_WHAT IS REQUIRED:_ Reproduce the top of the data verbatim, through and including the line that contains "positive clicks: (700, 2166)".

_RECORDS FOR THIS TASK:_

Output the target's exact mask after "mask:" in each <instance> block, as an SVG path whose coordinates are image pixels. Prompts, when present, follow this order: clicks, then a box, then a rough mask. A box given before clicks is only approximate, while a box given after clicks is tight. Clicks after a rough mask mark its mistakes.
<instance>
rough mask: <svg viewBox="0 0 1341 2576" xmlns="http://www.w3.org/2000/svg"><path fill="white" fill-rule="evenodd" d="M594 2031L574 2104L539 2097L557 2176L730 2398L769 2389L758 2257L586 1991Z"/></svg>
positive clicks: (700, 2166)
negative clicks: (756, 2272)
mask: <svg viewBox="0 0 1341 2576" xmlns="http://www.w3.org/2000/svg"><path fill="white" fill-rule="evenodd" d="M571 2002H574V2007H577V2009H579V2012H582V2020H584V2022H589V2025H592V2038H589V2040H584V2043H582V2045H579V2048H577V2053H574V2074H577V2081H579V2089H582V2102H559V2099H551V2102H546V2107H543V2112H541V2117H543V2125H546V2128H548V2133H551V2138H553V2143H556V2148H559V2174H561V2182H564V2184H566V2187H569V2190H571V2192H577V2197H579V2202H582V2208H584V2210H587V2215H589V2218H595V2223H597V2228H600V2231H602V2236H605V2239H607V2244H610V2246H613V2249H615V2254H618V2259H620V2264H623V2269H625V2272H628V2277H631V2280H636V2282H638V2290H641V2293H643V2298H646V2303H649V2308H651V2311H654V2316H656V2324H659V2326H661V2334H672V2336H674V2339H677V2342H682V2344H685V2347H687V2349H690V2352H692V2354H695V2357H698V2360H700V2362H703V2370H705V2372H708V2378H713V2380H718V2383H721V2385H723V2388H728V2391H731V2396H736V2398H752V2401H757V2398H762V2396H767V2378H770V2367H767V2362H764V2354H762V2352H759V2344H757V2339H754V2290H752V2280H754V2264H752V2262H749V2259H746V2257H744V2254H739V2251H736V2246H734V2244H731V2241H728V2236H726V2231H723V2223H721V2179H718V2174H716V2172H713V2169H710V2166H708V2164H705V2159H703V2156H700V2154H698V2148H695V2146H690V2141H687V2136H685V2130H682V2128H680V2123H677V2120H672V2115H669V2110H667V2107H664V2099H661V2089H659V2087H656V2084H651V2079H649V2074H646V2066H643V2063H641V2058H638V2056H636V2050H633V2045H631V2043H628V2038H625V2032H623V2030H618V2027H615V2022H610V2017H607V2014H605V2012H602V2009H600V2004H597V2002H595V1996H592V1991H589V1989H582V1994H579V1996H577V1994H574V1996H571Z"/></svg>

_SOLUTION BELOW:_
Output the target's exact mask after "mask:" in each <instance> block, as an SVG path whose coordinates are image pixels. Prompts, when present, follow this order: clicks, then a box, then a rough mask. A box given before clicks is only approximate, while a box given after clicks is tight. Clicks after a rough mask mark its mistakes.
<instance>
rough mask: <svg viewBox="0 0 1341 2576" xmlns="http://www.w3.org/2000/svg"><path fill="white" fill-rule="evenodd" d="M594 2031L574 2104L539 2097L557 2176L730 2398L769 2389L758 2257L586 1991Z"/></svg>
positive clicks: (700, 2166)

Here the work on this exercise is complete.